** START The data **
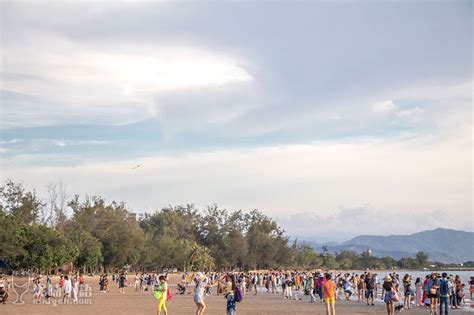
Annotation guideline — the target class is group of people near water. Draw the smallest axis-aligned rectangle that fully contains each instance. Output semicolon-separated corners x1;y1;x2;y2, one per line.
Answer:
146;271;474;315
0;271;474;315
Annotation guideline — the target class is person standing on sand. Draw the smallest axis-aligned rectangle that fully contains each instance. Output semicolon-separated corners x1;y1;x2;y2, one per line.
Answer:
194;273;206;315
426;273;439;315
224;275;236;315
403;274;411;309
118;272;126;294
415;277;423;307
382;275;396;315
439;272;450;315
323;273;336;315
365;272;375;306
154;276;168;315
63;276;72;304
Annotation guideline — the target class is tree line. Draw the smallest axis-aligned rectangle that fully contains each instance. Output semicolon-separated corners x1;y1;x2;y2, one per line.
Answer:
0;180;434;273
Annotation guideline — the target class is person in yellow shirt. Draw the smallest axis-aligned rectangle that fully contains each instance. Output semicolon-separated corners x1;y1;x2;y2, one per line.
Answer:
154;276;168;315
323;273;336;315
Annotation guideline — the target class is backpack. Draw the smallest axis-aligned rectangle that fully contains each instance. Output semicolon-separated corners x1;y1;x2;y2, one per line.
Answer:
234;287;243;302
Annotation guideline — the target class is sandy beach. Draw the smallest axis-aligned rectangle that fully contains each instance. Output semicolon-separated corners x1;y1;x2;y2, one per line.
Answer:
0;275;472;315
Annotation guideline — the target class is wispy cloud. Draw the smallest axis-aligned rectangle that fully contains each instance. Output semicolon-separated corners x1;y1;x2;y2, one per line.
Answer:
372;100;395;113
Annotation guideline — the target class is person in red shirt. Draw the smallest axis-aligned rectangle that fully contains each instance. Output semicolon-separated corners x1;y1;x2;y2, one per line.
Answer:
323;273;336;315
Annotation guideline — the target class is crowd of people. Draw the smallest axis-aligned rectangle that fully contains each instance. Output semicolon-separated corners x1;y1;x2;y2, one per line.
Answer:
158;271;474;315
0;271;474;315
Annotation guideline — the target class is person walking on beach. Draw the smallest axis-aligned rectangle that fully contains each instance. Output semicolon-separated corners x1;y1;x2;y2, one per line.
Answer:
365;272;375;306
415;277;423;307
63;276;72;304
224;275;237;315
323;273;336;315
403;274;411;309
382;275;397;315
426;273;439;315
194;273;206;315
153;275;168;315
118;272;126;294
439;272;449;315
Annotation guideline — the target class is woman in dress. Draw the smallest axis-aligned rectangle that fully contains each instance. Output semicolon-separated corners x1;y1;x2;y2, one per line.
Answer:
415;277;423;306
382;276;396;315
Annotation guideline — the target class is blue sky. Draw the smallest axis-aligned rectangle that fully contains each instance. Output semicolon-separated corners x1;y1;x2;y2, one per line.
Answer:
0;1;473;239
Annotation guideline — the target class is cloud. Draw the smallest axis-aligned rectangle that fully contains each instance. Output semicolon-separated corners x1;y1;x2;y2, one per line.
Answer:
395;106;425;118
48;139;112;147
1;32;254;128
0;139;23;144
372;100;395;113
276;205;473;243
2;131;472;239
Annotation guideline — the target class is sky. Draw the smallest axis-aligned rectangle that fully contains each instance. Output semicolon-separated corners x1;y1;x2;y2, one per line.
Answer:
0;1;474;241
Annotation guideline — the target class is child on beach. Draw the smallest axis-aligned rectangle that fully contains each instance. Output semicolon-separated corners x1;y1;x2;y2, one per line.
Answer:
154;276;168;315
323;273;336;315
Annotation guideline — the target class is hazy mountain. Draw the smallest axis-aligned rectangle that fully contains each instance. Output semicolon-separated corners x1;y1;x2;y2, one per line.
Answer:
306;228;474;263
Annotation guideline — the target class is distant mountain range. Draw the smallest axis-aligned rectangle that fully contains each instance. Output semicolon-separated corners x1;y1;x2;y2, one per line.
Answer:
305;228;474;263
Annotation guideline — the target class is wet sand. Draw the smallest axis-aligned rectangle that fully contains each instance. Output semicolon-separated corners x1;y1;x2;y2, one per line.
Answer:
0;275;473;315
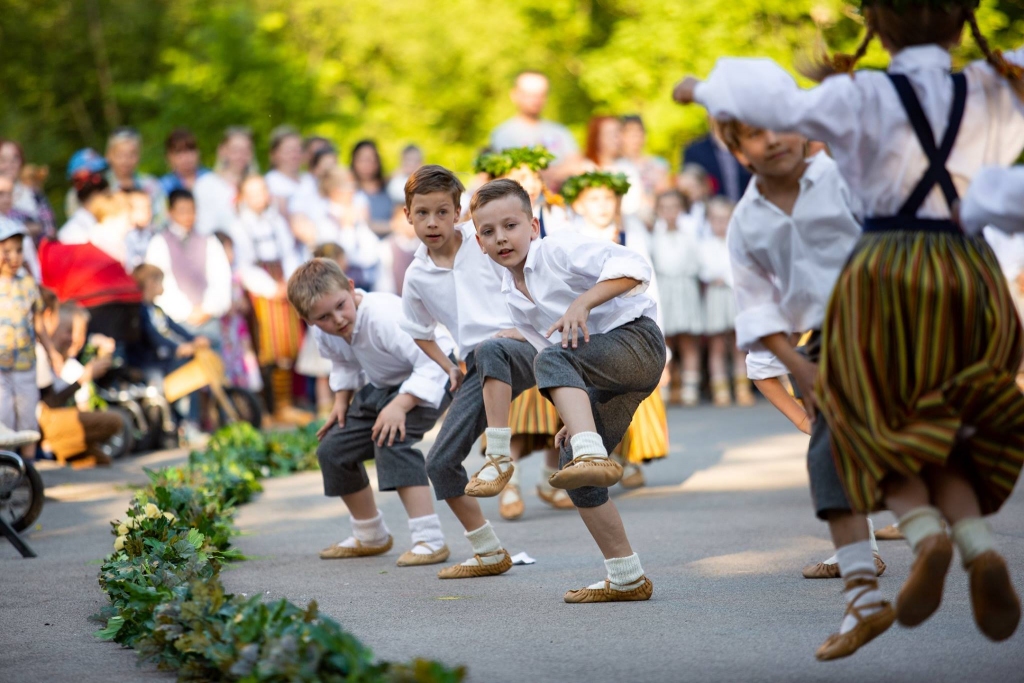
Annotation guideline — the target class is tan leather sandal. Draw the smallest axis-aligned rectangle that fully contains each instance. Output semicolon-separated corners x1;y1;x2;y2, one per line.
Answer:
** END The data **
Reproduce every line of the records above verbatim, omitting the pictures.

Annotation guideline — the target class is group of people near water. Draw the smallest axis-aligned rectangle that fully contains each instance. Output semicolon-separated corners x1;y1;x2;y2, one per line.
Answer:
146;271;474;315
0;271;474;315
Annotation guideline — the target class is person standing on sand. Draw the smallest axis-aligned rectangle that fully contains each instance. Output semicolon-separated corners x1;y1;x2;y2, one per line.
Answer:
194;273;206;315
426;273;439;315
224;275;236;315
403;274;411;309
118;272;126;294
415;277;423;307
382;275;396;315
439;272;450;315
323;273;336;315
365;272;375;306
154;276;168;315
63;276;72;304
Annotation guideline — the target class is tree line. Draw the smallest axis-aligned rectangle that fully contains each instance. Output semicolon-separated corners x1;y1;x2;y2, one per line.
Answer:
0;180;434;273
Annotation guideline — the target class is person in yellow shirt. Draw the smallest axis-aligned rectangle that fully contains each instance. Output semicolon-separated corners x1;y1;x2;y2, one per line.
Answer:
154;276;168;315
323;273;336;315
Annotation guideline — the target class is backpack. Draw the smallest axis-aligned rectangle that fully contains each instance. Output semicolon-separated corners x1;y1;x2;y2, one per line.
Answer:
234;287;243;302
Annotation guideline — the target class is sandy beach. Draw the smallest axis-aligned rectangle that fully contains each instance. Output semicolon-separated corners x1;y1;x2;y2, one per line.
Answer:
0;275;472;315
Annotation guideline — the target class is wispy cloud. Draw the smallest axis-aligned rectangle that fully contains each instance. Output semicolon-separated corners x1;y1;x2;y2, one per line.
Answer:
372;100;395;113
Annotation guideline — the target class is person in red shirt. Draw the smallest axis-aligned rectangle that fully contains each instance. Output semicolon-separated corners x1;y1;x2;y2, one per line.
Answer:
323;273;336;315
Annotation guideline — the target class is crowd of people. Draw the smallest axis-aligned rectangle that fully contains each instance. Output semicolon-separated corners x1;y1;x2;y2, one per line.
Answer:
158;271;474;315
0;271;474;315
Annotation guideline — the target class is person walking on beach. Draw the smallest axis-aligned rectangle that fully contains each instance. Output semicolon-separated corners x1;y1;x2;y2, one per line.
Answer:
365;272;375;306
415;277;423;307
63;276;72;304
224;275;237;315
323;273;336;315
403;274;411;309
382;275;397;315
426;273;439;315
194;273;206;315
153;275;168;315
118;272;126;294
439;272;449;315
Annotation guideline — the target class is woman in dress. Draw the smallest axis-aligned rectangle that fully contains each instance. Output semicolon-separated corners x1;y1;x2;y2, one per line.
Answer:
415;277;423;306
382;276;396;315
Annotation guideline — the target class is blue sky. Draw the smallest axis-aligned rectangle that fully contains each instance. Output semicolon-separated corners x1;y1;x2;y2, one per line.
Answer:
0;1;473;239
Annotation guideline — the target class is cloud. Draw the smallest axis-aligned rectangle that fully contains each instance. Output semicolon-separated corners x1;y1;x2;y2, one per line.
Answer:
395;106;425;118
48;139;112;147
1;32;254;128
0;139;23;144
372;100;395;113
276;205;473;243
2;131;472;239
Annotation guideline — the target class is sky. Draw the smallest axis-aligned rectangle that fully contains each instance. Output semicolon-separated corners x1;y1;x2;y2, one per line.
Answer:
0;1;474;241
Annotation guideline — the target class is child on beach. Draw the smallest axis-aligned rectangle that fully contains each instance. Output semicolon-separated corners x1;y1;x2;y2, one per line.
Answer:
154;276;168;315
323;273;336;315
Annotation guideline — the target class is hazy mountain. Draw the smallest axis-aligned rectangle that fully contains each instance. Output semicolon-separated corners x1;y1;x2;y2, one per line.
Answer:
306;228;474;263
Annotation guideline — the target class is distant mountain range. Draw the smallest axis-aligned rectangle that fully contains each instance. Output semicolon-separated corners x1;y1;x2;y2, one per line.
Answer:
305;228;474;263
Annotation guideline — the target class is wet sand. Draw the smallest axis-aligned rectangle that fully contains each instance. Output semicolon-separated corners x1;y1;x2;y2, one per line.
Answer:
0;275;473;315
Annotation guideline — the target class is tan leather sandal. Draw the smallest axis-aligned rectangle that fully contains each instance. Output semicolon-separated corners x1;y1;x2;y2, one per line.
Answer:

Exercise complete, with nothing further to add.